Description of the task: Each line of the data below holding the word "dark" must be copied.

Supplied material:
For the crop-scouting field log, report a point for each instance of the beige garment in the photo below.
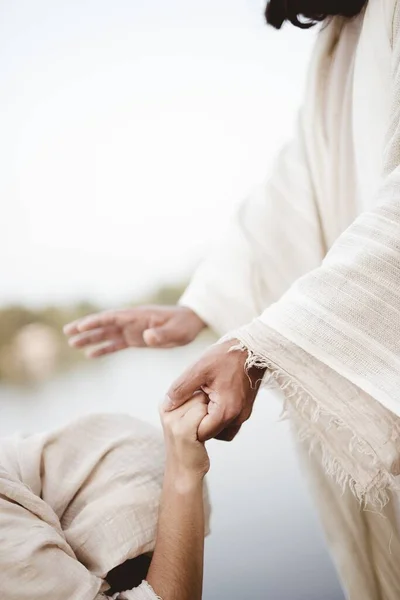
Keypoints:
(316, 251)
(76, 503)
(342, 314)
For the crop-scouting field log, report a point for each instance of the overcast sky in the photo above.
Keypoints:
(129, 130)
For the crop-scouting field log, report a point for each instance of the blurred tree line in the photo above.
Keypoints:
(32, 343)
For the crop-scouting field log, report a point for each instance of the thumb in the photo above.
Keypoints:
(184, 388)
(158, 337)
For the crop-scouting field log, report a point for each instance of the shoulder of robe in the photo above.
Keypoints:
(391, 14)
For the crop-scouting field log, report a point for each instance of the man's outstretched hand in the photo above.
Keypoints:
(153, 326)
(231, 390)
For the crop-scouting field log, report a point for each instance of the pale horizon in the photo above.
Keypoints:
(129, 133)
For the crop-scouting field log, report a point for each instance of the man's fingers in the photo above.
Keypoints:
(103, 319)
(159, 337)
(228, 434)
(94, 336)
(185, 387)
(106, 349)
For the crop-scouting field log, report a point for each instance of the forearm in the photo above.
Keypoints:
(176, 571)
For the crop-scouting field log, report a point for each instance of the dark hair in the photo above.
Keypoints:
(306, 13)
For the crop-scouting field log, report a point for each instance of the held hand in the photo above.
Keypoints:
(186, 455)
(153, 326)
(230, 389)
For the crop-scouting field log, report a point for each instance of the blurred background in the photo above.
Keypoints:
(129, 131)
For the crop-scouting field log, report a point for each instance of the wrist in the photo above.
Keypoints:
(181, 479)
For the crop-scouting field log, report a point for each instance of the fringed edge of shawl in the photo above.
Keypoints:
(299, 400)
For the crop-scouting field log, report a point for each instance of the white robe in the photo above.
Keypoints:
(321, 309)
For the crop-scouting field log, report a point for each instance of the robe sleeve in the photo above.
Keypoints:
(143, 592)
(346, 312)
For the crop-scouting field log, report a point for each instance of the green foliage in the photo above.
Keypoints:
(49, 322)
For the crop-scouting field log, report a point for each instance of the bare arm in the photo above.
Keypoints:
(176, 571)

...

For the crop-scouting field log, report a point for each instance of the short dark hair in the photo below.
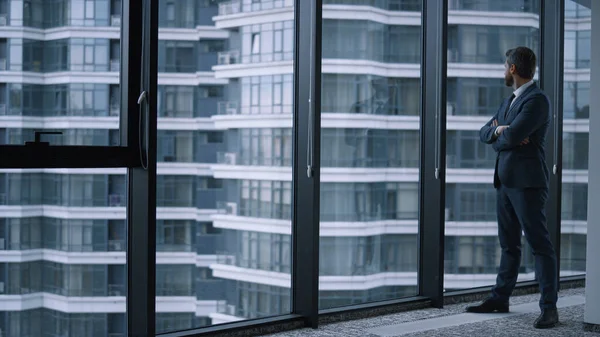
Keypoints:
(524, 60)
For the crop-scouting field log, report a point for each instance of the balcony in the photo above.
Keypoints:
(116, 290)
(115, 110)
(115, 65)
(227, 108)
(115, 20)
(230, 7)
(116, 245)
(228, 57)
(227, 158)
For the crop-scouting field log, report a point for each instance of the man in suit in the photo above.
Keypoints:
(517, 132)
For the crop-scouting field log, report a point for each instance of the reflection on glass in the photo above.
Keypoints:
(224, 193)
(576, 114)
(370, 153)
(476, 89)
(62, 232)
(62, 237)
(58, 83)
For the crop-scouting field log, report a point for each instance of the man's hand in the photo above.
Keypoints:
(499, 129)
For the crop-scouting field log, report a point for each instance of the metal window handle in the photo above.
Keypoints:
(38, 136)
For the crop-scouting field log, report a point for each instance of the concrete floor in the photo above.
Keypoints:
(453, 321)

Task solution:
For the crop-scouting field log, report a point for each instance of the dark hair in the photo above.
For the crop-scouting field log, report a point for each instance of the short dark hair in the photo below.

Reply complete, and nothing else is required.